▸ WHAT YOU SHOULD DO
Could you reproduce word for word the stretch of the items below, from the line containing "Return the segmentation of every instance of the <item>window" through the end of the items?

▸ RECORDS FOR PROCESSING
========

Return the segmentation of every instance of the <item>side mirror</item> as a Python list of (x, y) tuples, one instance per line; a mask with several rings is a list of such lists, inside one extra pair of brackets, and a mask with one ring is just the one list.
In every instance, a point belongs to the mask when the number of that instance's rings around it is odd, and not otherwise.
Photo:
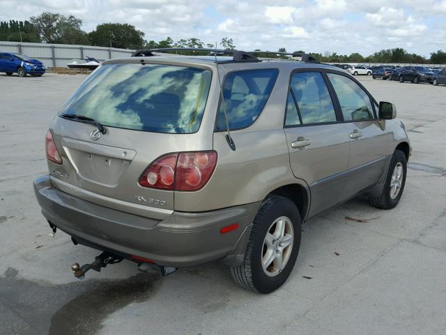
[(378, 117), (383, 120), (392, 120), (397, 117), (397, 107), (392, 103), (380, 101), (379, 103)]

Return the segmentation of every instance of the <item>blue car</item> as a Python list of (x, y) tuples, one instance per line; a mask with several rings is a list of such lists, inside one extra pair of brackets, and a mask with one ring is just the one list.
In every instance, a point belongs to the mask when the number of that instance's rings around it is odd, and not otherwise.
[(19, 77), (40, 77), (45, 73), (45, 66), (40, 61), (24, 54), (0, 52), (0, 72), (6, 72), (8, 75), (17, 73)]

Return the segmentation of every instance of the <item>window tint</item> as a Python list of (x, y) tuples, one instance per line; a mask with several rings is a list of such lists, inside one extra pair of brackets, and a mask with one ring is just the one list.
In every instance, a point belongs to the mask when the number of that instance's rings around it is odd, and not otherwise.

========

▸ SOLUTION FOR THIS TASK
Return the segmentation of every instance of the <item>window tint</item> as a Python list of (x, y) tuples, one instance per line; a mask with several rings is a list of such lists, inside one extra pair of brackets, and a mask with one ring is just the one list.
In every instance, a point belongs to the mask when the number of that instance's rings around it is odd, and not otherwise.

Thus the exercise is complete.